= Supplied entries =
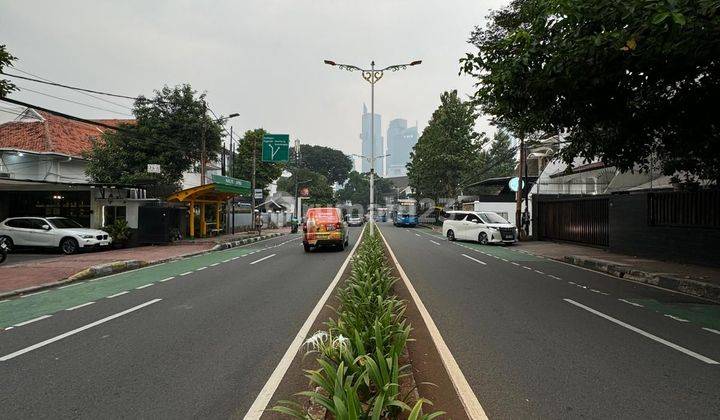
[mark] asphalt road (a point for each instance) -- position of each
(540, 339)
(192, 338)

* * *

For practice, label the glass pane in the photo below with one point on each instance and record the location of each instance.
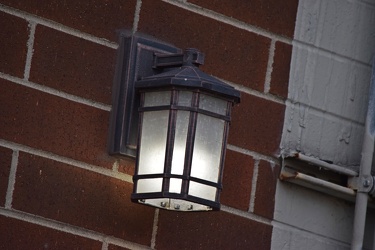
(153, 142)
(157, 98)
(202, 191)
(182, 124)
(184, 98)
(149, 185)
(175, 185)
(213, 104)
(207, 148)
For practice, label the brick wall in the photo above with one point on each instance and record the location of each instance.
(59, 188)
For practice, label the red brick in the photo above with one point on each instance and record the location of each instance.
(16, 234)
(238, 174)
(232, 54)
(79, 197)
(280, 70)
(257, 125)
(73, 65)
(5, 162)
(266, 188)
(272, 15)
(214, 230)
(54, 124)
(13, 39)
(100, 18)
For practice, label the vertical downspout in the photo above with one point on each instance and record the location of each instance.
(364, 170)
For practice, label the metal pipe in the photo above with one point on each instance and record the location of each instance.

* * *

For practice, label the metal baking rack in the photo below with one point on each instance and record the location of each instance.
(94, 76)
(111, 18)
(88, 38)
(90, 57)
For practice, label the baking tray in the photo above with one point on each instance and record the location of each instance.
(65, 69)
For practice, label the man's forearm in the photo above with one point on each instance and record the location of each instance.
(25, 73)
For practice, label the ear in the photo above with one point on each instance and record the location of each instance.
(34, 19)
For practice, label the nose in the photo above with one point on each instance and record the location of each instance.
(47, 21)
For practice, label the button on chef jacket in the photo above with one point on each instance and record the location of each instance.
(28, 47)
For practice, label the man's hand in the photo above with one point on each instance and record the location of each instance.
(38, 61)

= Goal of the exercise =
Collect every line of the material above that contains the string "brick", and reproduce each one in full. Matching is case-sensitive.

= Expected output =
For practice, label the brick wall in the photo above with one point on each instance and record the location of each instance.
For practice, label the red brick in the photo above with one point on each instance and record the location of each instance.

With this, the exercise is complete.